#### [Bereitgestellter Auszug]
• • • • •

Cy Baxter, der Social-Media-Mogul im neuen Roman „Going Zero“ von Anthony McCarten könnte Elon Musk nachempfunden sein oder auch Mark Zuckerberg. Auf jeden Fall ist er ein Technologie-Freak, der von den Überwachungsmöglichkeiten seiner Firma Fusion nicht nur überzeugt, sondern geradezu begeistert ist. Um seine 360-Grad-Datenbank zu propagieren, bietet er der CIA eine Wette an: Zehn Menschen – fünf Internet Profis und fünf Laien – sollen versuchen, sich 30 Tage lang dem Netz zu entziehen. Wer nicht gefunden wird, kassiert drei Millionen Dollar. Sollte es aber keinem der Probanden gelingen, unentdeckt zu bleiben, will Baxter einen Milliarden-Auftrag der Regierung für das Aufspüren von Tätern, die Gewaltakte planen.
Unter dem Radar
„Go Zero“ heißt das Projekt, „Going Zero“ der Roman. Denn für die Überwachenden sollen die zehn Auserwählten unauffindbar sein, eine Nullnummer. Doch unter dem Radar zu bleiben wird schwierig. Baxter setzt ein ganzes Heer von Mitarbeiterinnen und Mitarbeitern darauf an, die Lebensumstände der Beteiligten zu erforschen, ihre Bewegungsprofile zu scannen, ihre Vorlieben zu durchleuchten, ihre Freunde aufzuspüren.
Das Internet als Waffe
Natürlich haben sich auch die zehn Probanden einiges überlegt, um unentdeckt zu bleiben. Der eine taucht in die Obdachlosenszene ab, die andere will auf einer Segelyacht der Überwachung entgehen. Dem einen wird die gelangweilte Freundin zum Verhängnis, der anderen die Verbindung zu einem Freund. „Was ist das doch für eine ehrfurchtgebietende Waffe, die sie da gebaut haben, sagt sich Cy, und dabei haben sie gerade erst angefangen, ihr Potenzial zu nutzen. Um welche Gefahren es hier geht, versteht er besser als alle anderen. Ein Leben wird bloßgelegt, fast wie bei einem chirurgischen Eingriff am offenen Herzen.“
Eine offene Rechnung
Und doch gelingt es ausgerechnet Zero 10, einer Bibliothekarin, allen Überwachungsmethoden zu entwischen. Diese eher unscheinbare Kaitlyn Day erregt zunächst Cys Bewunderung, bringt ihn aber mit der Zeit an die Grenzen seiner Toleranz. Dann wird die Geschichte etwas kompliziert, denn Anthony McCarten bringt plötzlich einen Rollentausch ins Spiel: Kaitlyn ist für ihre Freundin Sam in den Wettbewerb eingestiegen. Und Sam hat mit der CIA und damit mit Cy noch eine Rechnung offen.

• • • • •

#### [Anforderung A]
Beantworte anhand des Auszugs zum Roman „Going Zero“ diese Fragen:
(i) Welchen Betrag erhält, wer nicht gefunden wird?
(ii) Welchen Beruf hat Zero 10?
(iii) Wie heißt das Projekt im Roman?
#### [Anforderung B]
Fasse den Auszug zum Roman „Going Zero“ in zwei Sätzen zusammen.
#### [Anforderung C]
Schreibe aus dem Auszug zum Roman „Going Zero“ die Passage ab, die mit „Cy Baxter, der“ beginnt und mit „die Gewaltakte planen.“ endet.
Die Auflistung wird für die Bearbeitung nicht gebraucht.

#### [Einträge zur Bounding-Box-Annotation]

• • • • •

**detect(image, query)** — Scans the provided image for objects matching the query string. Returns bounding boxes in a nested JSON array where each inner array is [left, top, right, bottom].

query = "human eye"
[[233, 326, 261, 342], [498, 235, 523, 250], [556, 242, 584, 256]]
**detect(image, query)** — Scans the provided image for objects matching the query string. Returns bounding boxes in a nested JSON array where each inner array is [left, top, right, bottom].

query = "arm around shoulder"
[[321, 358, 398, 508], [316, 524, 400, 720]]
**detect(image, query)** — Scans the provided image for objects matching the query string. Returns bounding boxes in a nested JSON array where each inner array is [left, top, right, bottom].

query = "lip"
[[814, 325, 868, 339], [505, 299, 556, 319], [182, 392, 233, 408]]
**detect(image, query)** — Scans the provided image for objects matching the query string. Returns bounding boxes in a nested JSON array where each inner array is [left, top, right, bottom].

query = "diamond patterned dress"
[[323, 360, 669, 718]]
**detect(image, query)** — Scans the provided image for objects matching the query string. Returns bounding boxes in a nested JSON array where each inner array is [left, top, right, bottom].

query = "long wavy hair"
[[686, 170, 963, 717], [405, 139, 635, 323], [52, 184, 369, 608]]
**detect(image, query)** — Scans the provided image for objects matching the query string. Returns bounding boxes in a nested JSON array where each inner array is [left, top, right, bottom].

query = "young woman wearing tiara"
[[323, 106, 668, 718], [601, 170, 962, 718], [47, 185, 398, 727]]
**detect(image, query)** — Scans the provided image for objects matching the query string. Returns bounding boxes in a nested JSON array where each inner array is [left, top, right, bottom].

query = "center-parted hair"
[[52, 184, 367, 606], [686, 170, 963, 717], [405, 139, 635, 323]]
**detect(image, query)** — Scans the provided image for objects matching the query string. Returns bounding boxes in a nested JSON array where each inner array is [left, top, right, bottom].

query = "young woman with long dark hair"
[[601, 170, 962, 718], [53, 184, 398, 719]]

• • • • •

#### [Richtige Antwort A]
(i) Drei Millionen Dollar.
(ii) Sie ist Bibliothekarin.
(iii) „Go Zero“.

#### [Richtige Antwort B]
In Anthony McCartens Roman „Going Zero“ bietet der Social-Media-Mogul Cy Baxter der CIA eine Wette an: Zehn Menschen sollen versuchen, sich 30 Tage lang dem Netz zu entziehen, während ein ganzes Heer von Mitarbeiterinnen und Mitarbeitern sie aufzuspüren versucht. Ausgerechnet der Bibliothekarin Kaitlyn Day gelingt es, allen Überwachungsmethoden zu entwischen, doch sie ist für ihre Freundin Sam in den Wettbewerb eingestiegen, die mit der CIA und damit mit Cy noch eine Rechnung offen hat.

#### [Richtige Antwort C]
Cy Baxter, der Social-Media-Mogul im neuen Roman „Going Zero“ von Anthony McCarten könnte Elon Musk nachempfunden sein oder auch Mark Zuckerberg. Auf jeden Fall ist er ein Technologie-Freak, der von den Überwachungsmöglichkeiten seiner Firma Fusion nicht nur überzeugt, sondern geradezu begeistert ist. Um seine 360-Grad-Datenbank zu propagieren, bietet er der CIA eine Wette an: Zehn Menschen – fünf Internet Profis und fünf Laien – sollen versuchen, sich 30 Tage lang dem Netz zu entziehen. Wer nicht gefunden wird, kassiert drei Millionen Dollar. Sollte es aber keinem der Probanden gelingen, unentdeckt zu bleiben, will Baxter einen Milliarden-Auftrag der Regierung für das Aufspüren von Tätern, die Gewaltakte planen.